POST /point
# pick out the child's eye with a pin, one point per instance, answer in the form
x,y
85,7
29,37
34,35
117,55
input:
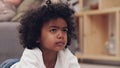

- - -

The material above must be reproduced line for line, with the images omitted.

→ **Answer for the task**:
POST /point
# pick out the child's eye with a pin, one point per instance, answer in the form
x,y
85,7
29,37
34,35
117,55
input:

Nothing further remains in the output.